*THE TASK*.
Can you quote every one of the records below word for word, line by line, without changing anything?

══ RECORD EXCERPTS ══

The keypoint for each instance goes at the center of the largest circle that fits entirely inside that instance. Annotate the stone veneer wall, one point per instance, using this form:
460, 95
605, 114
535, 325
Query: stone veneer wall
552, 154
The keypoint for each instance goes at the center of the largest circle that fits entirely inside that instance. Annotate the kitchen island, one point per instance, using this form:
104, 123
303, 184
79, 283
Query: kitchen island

═══

*FINISHED TASK*.
The keypoint for each instance goes at the center of the largest circle that fits entirely inside that instance. Annotate the stone veneer wall, one point per instance, using this form:
460, 95
605, 114
535, 325
Query: stone veneer wall
552, 154
The keypoint for each instance goes at the center of the largest circle that fits entirely inside that instance. Annotate the kitchen island, one point per instance, using this form:
104, 123
303, 184
79, 283
Query: kitchen island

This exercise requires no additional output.